* Stated goal a
In the pointing dataset records below, copy every line unchanged from the one containing "Mark a point on each instance of the cloud" down to the one containing "x=669, y=360", including both of those lines.

* Document text
* * *
GDPI People (NEW)
GDPi Team
GDPi is led by Principle Investigator Larry Diamond
Larry Diamond
Principal Investigator
Mosbacher Senior Fellow in Global Democracy at the Freeman Spogli Institute for International Studies Senior Fellow at the Hoover Institution Professor, by courtesy, of Political Science and Sociology
Larry Diamond is a senior fellow at the Hoover Institution and the Mosbacher Senior Fellow in Global Democracy at the Freeman Spogli Institute for International Studies. For more than six years, he directed FSI’s Center on Democracy, Development, and the Rule of Law, and he continues to lead its programs on Arab Reform and Democracy and Democracy in Taiwan. He is the founding co-editor of the Journal of Democracy and also serves as Senior Consultant at the International Forum for Democratic Studies of the National Endowment for Democracy. His sixth and most recent book, In Search of Democracy (Routledge, 2016), explores the challenges confronting democracy and democracy promotion, gathering together three decades of his work on democratic development, particularly in Africa and Asia. He has also edited or co-edited more than 40 books on democratic development around the world.
Charles Mok
Research Scholar
Charles is a Research Scholar at the Global Digital Policy Incubator of the Cyber Policy Center at Stanford University, a member of the Board of Trustees of the Internet Society, and a board member of the International Centre for Trade Transparency and Monitoring. Charles served as an elected member of the Legislative Council in the Hong Kong Special Administrative Region, representing the Information Technology functional constituency, for two terms from 2012 to 2020. In 2021, he founded Tech for Good Asia, an initiative to advocate positive use of technology for businesses and civil communities. As an entrepreneur, Charles co-founded HKNet in 1994, one of the earliest Internet service providers in Hong Kong, which was acquired by NTT Communications in 2000. He was the founding chair of the Internet Society Hong Kong, honorary president and former president of the Hong Kong Information Technology Federation, former chair of the Hong Kong Internet Service Providers Association, and former chair of the Asian, Australiasian and Pacific Islands Regional At-Large Organization (APRALO) of ICANN. Charles holds a BS in Computer and Electrical Engineering and an MS in Electrical Engineering from Purdue University.
* * *
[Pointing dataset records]
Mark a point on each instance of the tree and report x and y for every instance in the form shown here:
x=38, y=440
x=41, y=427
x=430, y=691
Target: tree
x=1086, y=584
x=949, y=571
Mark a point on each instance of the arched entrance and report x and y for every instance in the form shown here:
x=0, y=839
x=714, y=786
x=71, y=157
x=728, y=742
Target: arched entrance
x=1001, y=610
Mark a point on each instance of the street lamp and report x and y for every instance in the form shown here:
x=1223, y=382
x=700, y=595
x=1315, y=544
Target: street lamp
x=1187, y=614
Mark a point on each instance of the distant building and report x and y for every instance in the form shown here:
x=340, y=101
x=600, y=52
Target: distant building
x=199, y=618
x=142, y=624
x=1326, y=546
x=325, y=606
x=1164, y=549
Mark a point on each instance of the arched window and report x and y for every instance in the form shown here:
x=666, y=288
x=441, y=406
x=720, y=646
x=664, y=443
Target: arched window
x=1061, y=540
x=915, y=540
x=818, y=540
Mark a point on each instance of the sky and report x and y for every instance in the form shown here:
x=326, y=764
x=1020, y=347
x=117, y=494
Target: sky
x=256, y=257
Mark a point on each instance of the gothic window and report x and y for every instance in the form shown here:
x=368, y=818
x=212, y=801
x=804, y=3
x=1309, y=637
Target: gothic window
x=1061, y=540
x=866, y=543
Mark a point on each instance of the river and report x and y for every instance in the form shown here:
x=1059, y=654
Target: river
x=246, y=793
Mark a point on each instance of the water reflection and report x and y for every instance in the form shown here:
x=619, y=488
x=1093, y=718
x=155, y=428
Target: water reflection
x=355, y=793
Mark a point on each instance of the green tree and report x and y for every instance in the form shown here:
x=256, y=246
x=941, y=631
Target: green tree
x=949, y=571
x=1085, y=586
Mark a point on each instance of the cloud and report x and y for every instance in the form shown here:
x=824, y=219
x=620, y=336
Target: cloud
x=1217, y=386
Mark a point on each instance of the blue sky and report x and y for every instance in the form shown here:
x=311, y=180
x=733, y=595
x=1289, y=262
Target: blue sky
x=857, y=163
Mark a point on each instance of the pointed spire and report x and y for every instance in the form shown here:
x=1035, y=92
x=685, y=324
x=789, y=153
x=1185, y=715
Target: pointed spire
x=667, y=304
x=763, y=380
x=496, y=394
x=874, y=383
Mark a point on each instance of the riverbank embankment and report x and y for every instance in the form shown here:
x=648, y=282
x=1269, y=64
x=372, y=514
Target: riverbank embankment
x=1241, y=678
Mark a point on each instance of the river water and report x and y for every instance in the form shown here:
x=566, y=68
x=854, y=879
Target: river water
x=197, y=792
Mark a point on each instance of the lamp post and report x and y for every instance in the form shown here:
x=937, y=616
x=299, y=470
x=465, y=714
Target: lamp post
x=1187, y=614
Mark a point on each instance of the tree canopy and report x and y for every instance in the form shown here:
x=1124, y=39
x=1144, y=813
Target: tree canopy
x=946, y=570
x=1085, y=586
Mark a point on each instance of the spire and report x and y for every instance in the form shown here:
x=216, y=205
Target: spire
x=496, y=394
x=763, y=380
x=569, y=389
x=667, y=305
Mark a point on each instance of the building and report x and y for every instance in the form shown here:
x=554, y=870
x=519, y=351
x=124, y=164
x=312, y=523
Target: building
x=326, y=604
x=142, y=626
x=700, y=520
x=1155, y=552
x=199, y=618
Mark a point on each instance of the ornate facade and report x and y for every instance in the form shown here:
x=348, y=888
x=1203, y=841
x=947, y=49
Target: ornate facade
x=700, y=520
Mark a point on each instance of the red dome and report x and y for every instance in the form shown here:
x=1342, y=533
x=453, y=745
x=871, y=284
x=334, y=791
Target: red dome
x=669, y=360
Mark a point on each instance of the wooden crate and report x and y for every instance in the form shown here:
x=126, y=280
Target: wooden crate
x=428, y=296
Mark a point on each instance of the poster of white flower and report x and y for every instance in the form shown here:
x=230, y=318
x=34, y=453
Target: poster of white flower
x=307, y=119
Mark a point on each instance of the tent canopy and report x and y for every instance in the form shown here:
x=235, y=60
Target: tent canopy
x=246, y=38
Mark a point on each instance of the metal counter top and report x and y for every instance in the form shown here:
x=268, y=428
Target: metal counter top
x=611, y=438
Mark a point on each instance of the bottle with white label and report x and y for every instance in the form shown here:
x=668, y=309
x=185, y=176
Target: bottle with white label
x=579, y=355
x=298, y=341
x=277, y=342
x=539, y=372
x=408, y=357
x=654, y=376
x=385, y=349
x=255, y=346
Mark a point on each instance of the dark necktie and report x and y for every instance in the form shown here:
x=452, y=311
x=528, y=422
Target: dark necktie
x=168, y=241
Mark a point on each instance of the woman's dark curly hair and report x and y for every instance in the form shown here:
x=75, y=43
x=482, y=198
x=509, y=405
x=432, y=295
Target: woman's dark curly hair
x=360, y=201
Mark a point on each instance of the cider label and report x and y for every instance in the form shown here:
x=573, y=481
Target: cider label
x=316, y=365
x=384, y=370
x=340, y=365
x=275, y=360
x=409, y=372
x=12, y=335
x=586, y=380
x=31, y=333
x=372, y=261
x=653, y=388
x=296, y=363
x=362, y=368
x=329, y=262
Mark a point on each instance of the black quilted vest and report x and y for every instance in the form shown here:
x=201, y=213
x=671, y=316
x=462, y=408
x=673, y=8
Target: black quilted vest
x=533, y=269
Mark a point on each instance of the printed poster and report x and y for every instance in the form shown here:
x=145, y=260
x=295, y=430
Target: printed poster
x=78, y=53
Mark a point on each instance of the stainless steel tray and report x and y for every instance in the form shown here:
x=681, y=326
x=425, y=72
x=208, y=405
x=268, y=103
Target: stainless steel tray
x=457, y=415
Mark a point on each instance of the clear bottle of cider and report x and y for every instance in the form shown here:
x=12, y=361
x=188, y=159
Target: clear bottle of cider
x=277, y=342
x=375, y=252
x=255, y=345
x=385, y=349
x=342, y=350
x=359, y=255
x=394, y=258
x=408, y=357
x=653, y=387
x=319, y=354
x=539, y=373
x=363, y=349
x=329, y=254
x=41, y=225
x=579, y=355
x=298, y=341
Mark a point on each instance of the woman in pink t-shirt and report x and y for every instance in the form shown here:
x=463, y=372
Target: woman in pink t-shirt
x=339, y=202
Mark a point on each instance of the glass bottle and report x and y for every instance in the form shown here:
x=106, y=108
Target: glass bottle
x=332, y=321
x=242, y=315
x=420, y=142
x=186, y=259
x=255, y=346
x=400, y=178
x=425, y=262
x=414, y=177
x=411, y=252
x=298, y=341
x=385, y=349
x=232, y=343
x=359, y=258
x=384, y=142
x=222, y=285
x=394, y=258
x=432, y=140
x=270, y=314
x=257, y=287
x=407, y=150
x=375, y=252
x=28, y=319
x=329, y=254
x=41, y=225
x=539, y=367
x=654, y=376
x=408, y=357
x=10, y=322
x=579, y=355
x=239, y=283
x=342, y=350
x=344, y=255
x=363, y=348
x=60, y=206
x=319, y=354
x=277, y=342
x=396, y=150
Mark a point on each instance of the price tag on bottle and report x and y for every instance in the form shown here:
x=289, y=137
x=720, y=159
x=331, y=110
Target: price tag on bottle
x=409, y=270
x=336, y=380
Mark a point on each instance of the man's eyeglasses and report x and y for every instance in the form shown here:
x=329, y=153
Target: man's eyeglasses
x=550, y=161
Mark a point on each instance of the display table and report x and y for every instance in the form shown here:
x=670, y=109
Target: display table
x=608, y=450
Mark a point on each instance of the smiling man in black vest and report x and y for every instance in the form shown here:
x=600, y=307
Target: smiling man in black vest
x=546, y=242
* * *
* Stated goal b
Go on writing the GDPi team profiles from the point where they stop.

* Final result a
Mark a point on each instance of the cloud and report x and y for every instance in the form shown here:
x=824, y=219
x=620, y=336
Target: cloud
x=1217, y=386
Mark a point on each instance of the blue sky and report x and y for every instance in the form shown here:
x=311, y=180
x=733, y=595
x=1289, y=262
Target: blue sky
x=857, y=163
Mark a point on each instance of the pointed spire and report x and y for every instance in the form shown here:
x=1035, y=92
x=685, y=324
x=789, y=153
x=1185, y=715
Target: pointed spire
x=667, y=304
x=763, y=380
x=496, y=394
x=874, y=383
Mark a point on each instance of the riverbank embankment and report x and y for every instance in the form shown here:
x=648, y=282
x=1269, y=64
x=372, y=514
Target: riverbank embankment
x=1241, y=678
Mark a point on each instance of the river water and report x and y for every instance in the form shown here:
x=566, y=68
x=854, y=879
Target: river water
x=197, y=792
Mark a point on each instance of the lamp post and report x and y for every instance in the form shown here:
x=937, y=616
x=299, y=470
x=465, y=714
Target: lamp post
x=1187, y=614
Mark a point on each instance of the tree canopy and report x and y for every instance in the form shown here:
x=1124, y=39
x=1144, y=813
Target: tree canopy
x=946, y=570
x=1085, y=586
Mark a point on each instance of the spire and report x and y for every instance in the form shown here:
x=216, y=205
Target: spire
x=496, y=394
x=763, y=380
x=569, y=389
x=667, y=305
Mark a point on each instance of the building and report x and y for every instance in the form shown here:
x=554, y=870
x=519, y=351
x=124, y=164
x=312, y=523
Target: building
x=326, y=604
x=142, y=626
x=700, y=520
x=1155, y=552
x=199, y=618
Mark a point on each instance of the ornate facade and report x and y for every instance in the form shown here:
x=348, y=888
x=1203, y=841
x=947, y=49
Target: ornate facade
x=700, y=520
Mark a point on each instance of the red dome and report x and y for every instance in the form shown here:
x=1342, y=533
x=453, y=745
x=871, y=284
x=334, y=791
Target: red dome
x=669, y=360

* Final result b
Tracy Navichoque
Program Manager
Tracy Navichoque is the Program Manager at the Global Digital Policy Incubator (GDPi). She holds an MA in Public Diplomacy from USC and BA with honors in History and International Studies from Northwestern University. She was a Fulbright Scholar to Uruguay.
Eileen Donahoe
Founding Executive Director
Eileen Donahoe is the founding Executive Director of the Global Digital Policy Incubator (GDPI) at Stanford University's Cyber Policy Center. She was appointed by White House as the inaugural Special Envoy and Coordinator for Digital Freedom and now serves in the Bureau of Cyberspace and Digital Policy. She served as the first US Ambassador to the United Nations Human Rights Council in Geneva during the Obama Administration. After leaving government, she was Director of Global Affairs at Human Rights Watch where she represented the organization worldwide on human rights foreign policy, with special emphasis on digital rights, cybersecurity and internet governance. Earlier in her career, she was a technology litigator at Fenwick & West in Silicon Valley. Eileen serves on the Board of Directors of the National Endowment for Democracy; the World Economic Forum Council on the Future of Digital Economy; Microsoft’s Technology and Human Rights Advisory Board; GIFCT Independent Advisory Board; the Freedom Online Coalition Advisory Network; and the Dartmouth College Board of Trustees. She is a member of the Council on Foreign Relations. She holds a BA from Dartmouth, a J.D. from Stanford Law School, an MA in East Asian Studies from Stanford, an M.T.S. from Harvard, and a Ph.D. in Ethics and Social Theory from the GTU Cooperative Program with UC Berkeley.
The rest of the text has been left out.